Actions to take:
a. Translate this sentence from the energy simulation methods text into Spanish: "For instance, a grid operator agent monitors potential overload conditions and communicates warnings to other agents."
b. Reproduce the passage of the energy simulation methods text starting at "In the proposed" and ending at "among real-world stakeholders.".
c. Write the next part of the energy simulation methods text, picking up after its final sentence.

Provided text:
- - - - - - -
3.1. Agent-Based Simulation Framework

This study adopted an ABS paradigm to capture the complex dynamics of an energy system in which multiple heterogeneous entities interact. Instead of modeling the grid, loads, and storage components as a monolithic structure, each entity is represented as an agent with distinct behaviors and objectives [5,9,23]. The fundamental rationale for this approach is that decentralized interactions, such as real-time overload signaling and dynamic battery dispatch, are naturally captured by agent-level roles and capabilities. In contrast to top-down simulation strategies, ABS allows these individual decisions to aggregate into emergent phenomena, including overall grid load patterns and system stability metrics [10,24].
In the proposed framework, each agent’s functionality derives from its designated roles, specifying how it can request or provide services within the system. For instance, a grid operator agent monitors potential overload conditions and communicates warnings to other agents. A battery agent dispatches charging and discharging actions in response to both immediate overload signals and economic signals (electricity prices). These agent-to-agent interactions are facilitated by interfaces defined in an object-oriented manner. Only through these interfaces can one agent query or affect another, reflecting realistic limitations in knowledge sharing among real-world stakeholders.

3.2. Hybrid Energy System Simulation and Optimization

After defining agent roles, a preliminary feasibility assessment was conducted using HOMER Pro (3.18.3). The objective was to determine economically and technically viable specifications for energy storage systems, including optimal battery size, rated power, state-of-charge operating limits, and round-trip efficiency [16,18,20,22]. HOMER Pro simulates a range of potential system configurations, evaluating each for net-present cost, levelized cost of energy, and technical feasibility.
The simulation results from HOMER Pro informed the core parameters used in the ABS. In particular, the battery agent was instantiated with capacities, power ratings, and SoC bounds that HOMER Pro identified as optimal [21]. While HOMER Pro itself can propose a high-level operational strategy, the agent-based framework subsequently refined real-time charging and discharging decisions once the battery was embedded in a multi-agent environment [23]. This seamless handoff ensured that the battery’s specifications remained consistent across all dispatch strategies, even as the operational logic diverged.

3.3. Optimization Using Python and Gurobi

Following the HOMER-based specification of battery parameters, the simulation framework utilized a Python–Gurobi environment to optimize dispatch schedules. The mathematical formulation was structured as a MISOCP problem, accommodating both discrete decisions (e.g., on/off states) and continuous variables (e.g., charge/discharge levels and state-of-charge) [2,8,12,16]. Different objective functions were defined for different strategies:
  • In scenarios focusing solely on overload prevention, the formulation ensured that battery charging and discharging actions minimized overload events and remained within technical limits [10]. This can be modeled as a rule-based or partially optimized schedule in the Gurobi environment.
  • In scenarios explicitly incorporating electricity price signals, the optimization objective included cost-minimizing behavior while still respecting the technical constraints inherited from HOMER Pro. Hence, each strategy either integrated direct pricing data into the MISOCP model or applied simplified dispatch rules driven by overload thresholds.
- - - - - - -
Provided material:

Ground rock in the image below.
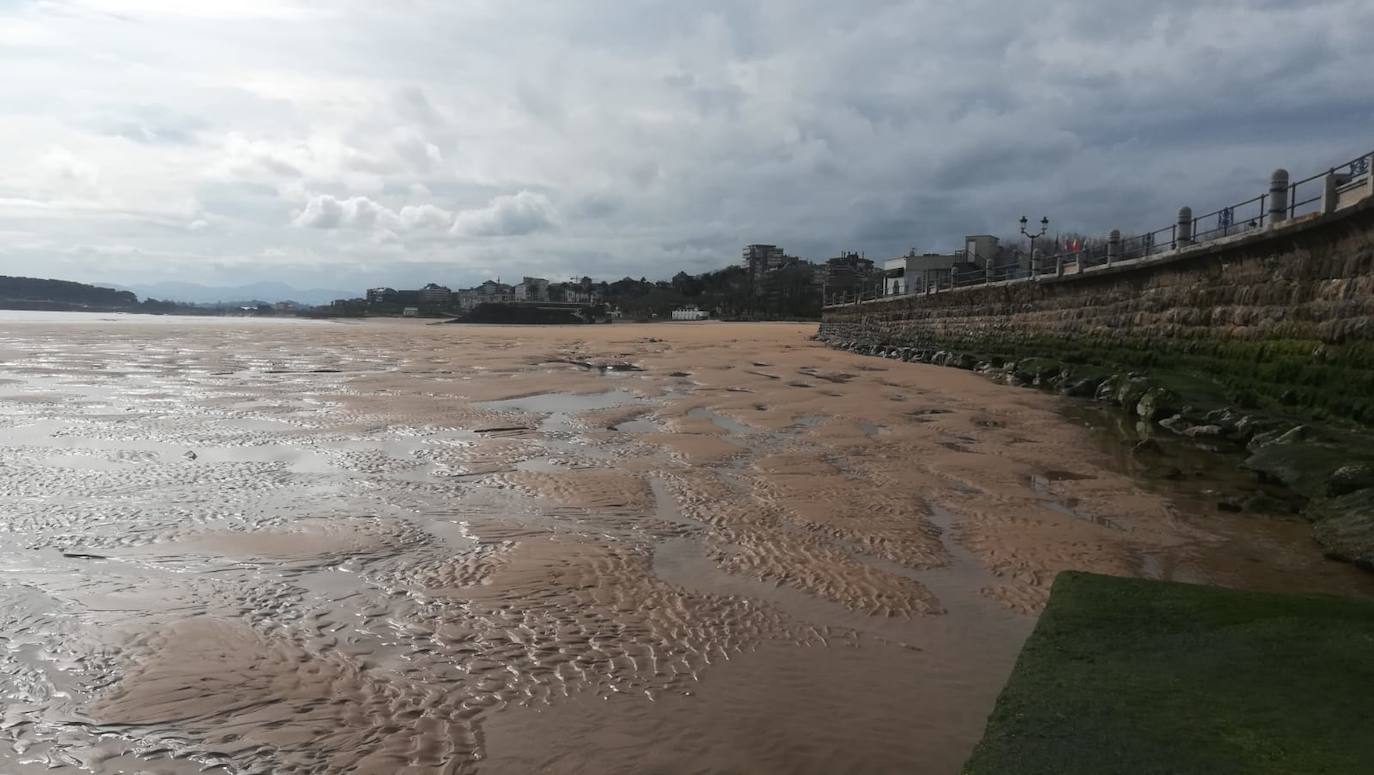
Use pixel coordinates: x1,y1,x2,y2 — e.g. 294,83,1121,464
- - - - - - -
Responses to the tasks:
a. Por ejemplo, un agente operador de la red supervisa posibles condiciones de sobrecarga y comunica advertencias a otros agentes.

b.
In the proposed framework, each agent’s functionality derives from its designated roles, specifying how it can request or provide services within the system. For instance, a grid operator agent monitors potential overload conditions and communicates warnings to other agents. A battery agent dispatches charging and discharging actions in response to both immediate overload signals and economic signals (electricity prices). These agent-to-agent interactions are facilitated by interfaces defined in an object-oriented manner. Only through these interfaces can one agent query or affect another, reflecting realistic limitations in knowledge sharing among real-world stakeholders.

c.
Once an optimal or near-optimal dispatch schedule was generated for each time window, these results fed back into the ABS environment, where each agent implemented the schedule or performed local adjustments in real time. This integration of a centralized solver with agent-level roles preserved methodological consistency: the Python–Gurobi module provided a refined schedule, and the ABS ensured the schedule was applied according to each agent’s role constraints and communication protocols [5,9].

3.4. Multi-Timescale Coordination

Efficient battery dispatch in a realistic environment requires accounting for varying data and control intervals. Electricity pricing is often available on an hourly or day-ahead basis, while consumption and grid load updates may be obtained every few minutes, and overloading can occur on second-level timeframes [6,25,26,32]. This study implemented a hierarchical scheduling scheme:
  • The day-ahead or hourly price signals were integrated into the optimization model to plan battery usage in a cost-efficient manner over a 24 h horizon.
  • A 10 min interval was used to refine or adjust the dispatch schedule, integrating updated load measurements and any changes in price or grid condition forecasts [8,15].
  • A real-time monitoring layer detected transient overloads. This rapid feedback loop ensured that when the grid operator agent signals showed approaching or actual overload, the battery agent could respond immediately, overriding or fine-tuning the 10 min schedule to alleviate grid stress [5,24].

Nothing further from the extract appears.